[Requirement] Output the listing from its first line through the line containing "[[[173,97],[137,143],[256,143],[256,107],[195,95]]]", both ends included, as a numbered list. Skip blank lines and leave the pictures out.

[Material shown]
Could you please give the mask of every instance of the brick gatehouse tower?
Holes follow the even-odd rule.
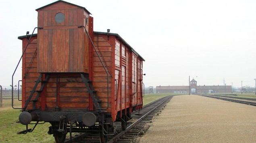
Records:
[[[197,91],[196,90],[197,85],[197,81],[193,79],[191,81],[190,81],[190,93],[197,93]]]

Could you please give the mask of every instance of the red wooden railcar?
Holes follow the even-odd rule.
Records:
[[[57,143],[67,132],[100,131],[102,142],[142,107],[144,60],[118,34],[93,31],[84,7],[62,0],[37,9],[37,34],[21,36],[22,112],[49,122]],[[34,123],[34,122],[33,122]]]

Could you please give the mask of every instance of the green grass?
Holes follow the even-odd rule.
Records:
[[[143,97],[143,105],[146,105],[162,97],[169,95],[181,95],[182,93],[156,93],[145,94]]]
[[[15,107],[20,107],[20,101],[14,102]],[[20,123],[19,116],[21,113],[19,109],[14,109],[11,107],[11,100],[3,101],[3,107],[0,107],[0,143],[55,143],[52,135],[47,134],[50,124],[46,123],[38,125],[32,133],[25,135],[17,135],[17,132],[26,129],[26,126]],[[29,129],[33,128],[29,125]]]
[[[146,105],[160,98],[177,93],[146,94],[143,97],[144,105]],[[38,125],[32,133],[25,135],[17,135],[17,133],[26,129],[26,126],[16,122],[19,121],[21,113],[20,109],[14,109],[11,107],[11,100],[10,98],[3,100],[3,107],[0,107],[0,143],[55,143],[52,135],[47,134],[49,123]],[[15,99],[14,107],[21,107],[21,102]],[[29,125],[29,129],[33,128],[33,125]]]

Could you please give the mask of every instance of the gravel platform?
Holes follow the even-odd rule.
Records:
[[[173,97],[137,143],[256,143],[256,107],[195,95]]]

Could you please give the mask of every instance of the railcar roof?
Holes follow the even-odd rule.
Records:
[[[65,2],[66,3],[67,3],[67,4],[71,4],[71,5],[73,5],[73,6],[77,6],[77,7],[79,7],[79,8],[82,8],[84,10],[85,10],[86,11],[86,12],[89,13],[89,14],[92,14],[91,13],[90,13],[90,12],[89,12],[89,11],[88,11],[85,7],[81,6],[78,6],[78,5],[76,5],[76,4],[72,4],[71,3],[67,2],[65,2],[65,1],[63,1],[63,0],[59,0],[55,2],[54,2],[53,3],[50,3],[50,4],[47,4],[46,6],[44,6],[43,7],[41,7],[40,8],[38,8],[36,9],[35,10],[38,11],[38,10],[39,10],[41,8],[45,8],[45,7],[46,7],[46,6],[50,6],[50,5],[52,5],[52,4],[55,4],[56,3],[57,3],[57,2]]]
[[[95,34],[106,34],[106,35],[108,34],[108,33],[107,32],[101,32],[94,31],[94,32]],[[128,47],[130,49],[131,49],[131,50],[132,51],[133,51],[136,54],[137,54],[138,55],[138,56],[139,56],[139,58],[141,58],[142,60],[145,61],[145,60],[144,59],[144,58],[142,58],[142,57],[141,56],[139,55],[139,53],[138,53],[137,52],[136,52],[135,50],[134,50],[134,49],[133,49],[133,48],[131,46],[130,46],[126,42],[125,42],[125,40],[123,40],[123,39],[122,38],[122,37],[121,37],[121,36],[120,36],[118,34],[113,33],[108,33],[108,34],[110,35],[114,35],[116,36],[119,39],[121,40],[123,42],[125,43],[125,44],[126,44],[127,46],[128,46]],[[35,36],[37,35],[37,34],[34,34],[33,35],[32,35],[32,36]],[[30,37],[31,36],[31,34],[27,35],[24,35],[24,36],[21,36],[18,37],[18,38],[20,40],[22,40],[23,38],[26,38],[26,37],[28,37],[28,38],[29,38],[29,37]]]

[Exercise response]
1. Could you please give the mask of every instance of the brick gatehouse tower?
2. Holes follow the even-odd rule.
3. Records:
4. [[[197,91],[196,90],[197,85],[197,81],[193,79],[191,81],[190,81],[190,93],[197,93]]]
5. Could you please give the mask of every instance of the red wooden railcar?
6. Holes follow the even-odd rule.
7. Records:
8. [[[57,143],[67,132],[100,131],[102,142],[142,107],[144,60],[118,34],[93,31],[84,7],[62,0],[37,9],[37,34],[21,36],[22,112],[49,122]],[[34,123],[34,122],[33,122]]]
9. Could you please give the mask of every instance of the green grass?
10. Holes follow the even-odd rule.
11. Records:
12. [[[143,97],[143,105],[146,105],[162,97],[169,95],[181,95],[182,93],[156,93],[145,94]]]
13. [[[15,107],[20,107],[20,101],[14,102]],[[20,123],[19,116],[21,113],[19,109],[14,109],[11,107],[11,100],[3,101],[3,107],[0,107],[0,143],[55,143],[52,135],[47,134],[50,124],[46,123],[38,125],[32,133],[25,135],[17,135],[17,132],[26,129],[26,126]],[[29,129],[33,128],[29,125]]]
14. [[[146,105],[160,98],[177,93],[146,94],[143,97],[144,105]],[[38,125],[32,133],[25,135],[17,135],[17,133],[26,129],[26,126],[16,122],[19,121],[21,113],[20,109],[14,109],[11,107],[11,100],[10,98],[3,100],[3,107],[0,107],[0,143],[55,143],[52,135],[47,134],[49,123]],[[15,99],[14,107],[21,107],[21,102]],[[29,125],[29,129],[33,128],[33,125]]]
15. Could you please give the mask of every instance of the gravel platform?
16. Holes follow the even-odd rule.
17. Records:
18. [[[173,97],[137,143],[256,143],[256,107],[195,95]]]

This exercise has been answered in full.